→ **PROBLEM STATEMENT**
Give the lines of every entry below as a numbered list, omitting blank lines.

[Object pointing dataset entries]
+===+

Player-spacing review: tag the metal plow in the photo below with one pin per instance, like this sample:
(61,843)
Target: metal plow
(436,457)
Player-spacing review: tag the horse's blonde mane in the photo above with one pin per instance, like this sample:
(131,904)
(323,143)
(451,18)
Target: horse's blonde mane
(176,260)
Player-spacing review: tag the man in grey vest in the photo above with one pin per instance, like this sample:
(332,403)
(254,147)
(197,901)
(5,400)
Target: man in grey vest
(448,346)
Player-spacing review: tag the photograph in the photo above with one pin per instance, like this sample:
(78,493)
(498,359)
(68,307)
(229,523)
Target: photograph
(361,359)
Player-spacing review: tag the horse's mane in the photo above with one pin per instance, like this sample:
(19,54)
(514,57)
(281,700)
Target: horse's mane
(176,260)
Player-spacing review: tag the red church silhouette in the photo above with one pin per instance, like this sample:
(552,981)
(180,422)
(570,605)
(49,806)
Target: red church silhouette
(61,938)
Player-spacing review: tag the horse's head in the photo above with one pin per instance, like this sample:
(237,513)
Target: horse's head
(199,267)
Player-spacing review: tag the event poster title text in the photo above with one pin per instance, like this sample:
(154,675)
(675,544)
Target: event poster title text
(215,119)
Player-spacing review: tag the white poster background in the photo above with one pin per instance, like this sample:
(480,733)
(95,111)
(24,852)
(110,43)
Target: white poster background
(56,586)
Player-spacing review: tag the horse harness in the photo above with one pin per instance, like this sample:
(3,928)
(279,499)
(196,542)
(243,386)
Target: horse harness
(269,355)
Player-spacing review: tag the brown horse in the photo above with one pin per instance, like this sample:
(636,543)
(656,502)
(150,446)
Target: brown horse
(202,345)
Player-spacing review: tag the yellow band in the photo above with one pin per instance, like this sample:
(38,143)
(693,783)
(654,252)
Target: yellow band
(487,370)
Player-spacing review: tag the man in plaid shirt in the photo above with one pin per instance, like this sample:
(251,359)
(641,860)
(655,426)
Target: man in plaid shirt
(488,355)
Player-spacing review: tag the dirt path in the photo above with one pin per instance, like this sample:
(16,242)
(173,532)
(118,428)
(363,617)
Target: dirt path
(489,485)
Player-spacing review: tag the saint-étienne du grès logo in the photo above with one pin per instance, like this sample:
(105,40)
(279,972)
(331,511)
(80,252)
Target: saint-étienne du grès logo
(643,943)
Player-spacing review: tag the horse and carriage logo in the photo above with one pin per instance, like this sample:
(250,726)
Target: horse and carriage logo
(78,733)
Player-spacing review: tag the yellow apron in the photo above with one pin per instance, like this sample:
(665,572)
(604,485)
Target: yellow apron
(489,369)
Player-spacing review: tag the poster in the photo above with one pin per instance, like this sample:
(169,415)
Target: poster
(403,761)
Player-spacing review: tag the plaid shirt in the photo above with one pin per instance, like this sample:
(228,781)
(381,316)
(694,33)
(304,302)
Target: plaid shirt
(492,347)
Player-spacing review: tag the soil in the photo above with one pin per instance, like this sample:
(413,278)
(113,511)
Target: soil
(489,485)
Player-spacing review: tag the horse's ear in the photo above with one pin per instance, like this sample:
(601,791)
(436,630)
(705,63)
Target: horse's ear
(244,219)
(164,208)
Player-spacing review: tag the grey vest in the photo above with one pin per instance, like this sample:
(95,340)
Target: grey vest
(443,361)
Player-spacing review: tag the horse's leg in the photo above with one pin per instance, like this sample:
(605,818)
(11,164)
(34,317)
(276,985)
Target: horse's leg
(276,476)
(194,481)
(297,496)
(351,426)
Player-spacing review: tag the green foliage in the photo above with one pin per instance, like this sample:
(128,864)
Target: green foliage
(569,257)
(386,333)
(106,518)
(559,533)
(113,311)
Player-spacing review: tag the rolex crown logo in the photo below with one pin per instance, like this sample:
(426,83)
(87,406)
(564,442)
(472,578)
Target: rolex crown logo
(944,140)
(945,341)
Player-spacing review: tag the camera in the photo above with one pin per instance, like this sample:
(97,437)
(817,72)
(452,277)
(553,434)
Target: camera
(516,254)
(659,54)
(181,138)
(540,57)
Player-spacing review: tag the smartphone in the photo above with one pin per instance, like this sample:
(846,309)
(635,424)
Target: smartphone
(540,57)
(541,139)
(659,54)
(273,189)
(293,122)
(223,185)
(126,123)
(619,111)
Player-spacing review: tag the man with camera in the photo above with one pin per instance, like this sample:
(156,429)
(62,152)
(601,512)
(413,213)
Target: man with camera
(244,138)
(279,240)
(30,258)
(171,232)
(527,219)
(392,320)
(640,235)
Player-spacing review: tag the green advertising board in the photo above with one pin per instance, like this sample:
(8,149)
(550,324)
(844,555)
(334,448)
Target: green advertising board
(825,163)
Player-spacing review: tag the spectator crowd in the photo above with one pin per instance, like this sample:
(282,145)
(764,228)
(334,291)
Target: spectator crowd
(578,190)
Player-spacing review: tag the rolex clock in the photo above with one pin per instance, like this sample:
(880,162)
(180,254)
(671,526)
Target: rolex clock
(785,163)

+===+

→ **OUTPUT**
1. Player-spacing review: tag the metal plow in the photo below with one pin per instance, like this sample:
2. (61,843)
3. Target: metal plow
4. (436,457)
5. Player-spacing review: tag the horse's blonde mane in the photo above with one pin per instance, like this sample:
6. (131,904)
7. (323,143)
8. (451,18)
9. Target: horse's blonde mane
10. (176,260)
11. Player-spacing review: tag the man in grey vest in the photo above with one pin per instance, like this sample:
12. (332,403)
13. (254,147)
14. (197,901)
15. (5,400)
16. Target: man in grey vest
17. (448,346)
18. Player-spacing review: tag the photograph in the photo above with one pin per instance, like this sample:
19. (78,493)
20. (498,359)
21. (68,307)
22. (229,523)
23. Target: photograph
24. (361,359)
25. Player-spacing review: tag the horse's mane in the photo above with one pin per instance, like this sample:
26. (19,54)
27. (514,57)
28. (281,700)
29. Target: horse's mane
30. (176,260)
31. Player-spacing review: tag the red church silhouette in the photo above with one pin per instance, like this sample:
32. (552,981)
33. (180,422)
34. (570,605)
35. (49,806)
36. Target: red church silhouette
37. (61,938)
38. Player-spacing review: tag the horse's head in the photo above with one pin per instance, like this sample:
39. (237,513)
40. Target: horse's head
41. (199,267)
42. Player-spacing review: tag the event poster title text in the photo above with one pin per instance, like this sample:
43. (154,675)
44. (675,544)
45. Target: event poster title text
46. (215,119)
47. Player-spacing review: tag the white poster background in the photo above with one pin per instance, like this sample:
48. (480,733)
49. (95,111)
50. (24,852)
51. (110,43)
52. Target: white poster background
53. (56,586)
54. Player-spacing review: tag the horse harness in the photo above with one pin per instance, like this sample:
55. (3,928)
56. (279,499)
57. (196,542)
58. (243,386)
59. Target: horse harness
60. (269,355)
61. Player-spacing review: tag the brown horse in the photo above with one pin per instance, like this sample:
62. (636,543)
63. (656,502)
64. (150,446)
65. Target: brown horse
66. (202,345)
67. Player-spacing review: tag the yellow band in the photo above with one pin per instance, like this sample:
68. (38,143)
69. (693,783)
70. (654,252)
71. Target: yellow band
72. (487,370)
73. Player-spacing review: tag the man in plaid shirt in the photo above with one pin per instance, like this sample:
74. (251,359)
75. (641,860)
76. (655,426)
77. Target: man in plaid shirt
78. (488,355)
79. Player-spacing review: tag the dirt path in the photo above with one pin per instance, like this sample:
80. (16,242)
81. (173,532)
82. (118,428)
83. (363,617)
84. Target: dirt path
85. (489,485)
86. Player-spacing review: tag the saint-étienne du grès logo in the photo above with one pin per instance, like this sample:
87. (105,40)
88. (279,972)
89. (331,511)
90. (80,252)
91. Target: saint-étienne du grès logo
92. (643,943)
93. Player-spacing review: tag the horse and carriage logo in the photo above with one pin per instance, like this sample:
94. (250,726)
95. Target: horse and carriage logo
96. (78,733)
97. Player-spacing review: tag the yellow apron in the photo above with one pin per instance, like this sample:
98. (665,572)
99. (604,485)
100. Target: yellow apron
101. (489,369)
102. Player-spacing review: tag the poster in the photo above with one pin per instance, like this sample:
103. (169,415)
104. Target: poster
105. (403,761)
106. Player-spacing review: tag the plaid shirt in the photo above with one pin per instance, like this sample:
107. (228,781)
108. (381,316)
109. (694,33)
110. (304,302)
111. Target: plaid shirt
112. (492,347)
113. Player-spacing review: tag the soil in the photo above with one pin per instance, like this sample:
114. (413,278)
115. (113,511)
116. Target: soil
117. (489,485)
118. Player-spacing review: tag the horse's ear in the photo above with one pin per instance, like this sample:
119. (601,791)
120. (436,630)
121. (705,63)
122. Target: horse's ear
123. (244,219)
124. (164,208)
125. Player-spacing review: tag the grey vest in the photo above with one pin per instance, like this sample:
126. (95,340)
127. Target: grey vest
128. (443,361)
129. Player-spacing review: tag the horse's leg in the photo above with one pin per instance, like this sample:
130. (605,818)
131. (11,164)
132. (34,317)
133. (276,985)
134. Target: horse's leg
135. (276,476)
136. (194,481)
137. (297,496)
138. (351,426)
139. Player-spacing review: tag the green foliage in the photo above with one pin per instance, like this sample:
140. (128,864)
141. Target: green foliage
142. (569,257)
143. (386,333)
144. (106,518)
145. (559,533)
146. (113,311)
147. Player-spacing review: tag the rolex crown logo in the photo below with one pin per instance, like this sample:
148. (426,83)
149. (87,406)
150. (564,442)
151. (472,578)
152. Target: rolex crown logo
153. (944,140)
154. (945,341)
155. Player-spacing review: tag the camera in the photo above with one pin per instance, like this sample:
156. (97,437)
157. (817,72)
158. (452,277)
159. (553,434)
160. Target: camera
161. (516,254)
162. (659,54)
163. (181,138)
164. (540,57)
165. Player-spacing review: tag the smartphone in the photo above with one pin per instance, like this sample:
166. (846,309)
167. (635,424)
168. Target: smartphone
169. (540,57)
170. (541,139)
171. (659,54)
172. (273,189)
173. (293,122)
174. (223,185)
175. (126,123)
176. (619,111)
177. Player-spacing review: tag the man with camera in the photo above with one pin per instance, like this sample:
178. (156,429)
179. (62,152)
180. (601,512)
181. (413,213)
182. Target: man with camera
183. (244,138)
184. (279,240)
185. (30,258)
186. (171,232)
187. (527,219)
188. (392,320)
189. (640,235)
190. Player-spacing review: tag the green advertising board in the photo above with one pin per instance, like this sample:
191. (8,149)
192. (550,324)
193. (844,555)
194. (334,448)
195. Target: green advertising board
196. (825,163)
197. Player-spacing review: tag the spectator crowd in the photo above with one pin per instance, like this sample:
198. (282,145)
199. (764,228)
200. (334,291)
201. Target: spectator crowd
202. (578,190)
203. Player-spacing review: tag the rolex clock in the photo above with one pin per instance, like this sample:
204. (880,162)
205. (180,254)
206. (671,526)
207. Target: rolex clock
208. (785,163)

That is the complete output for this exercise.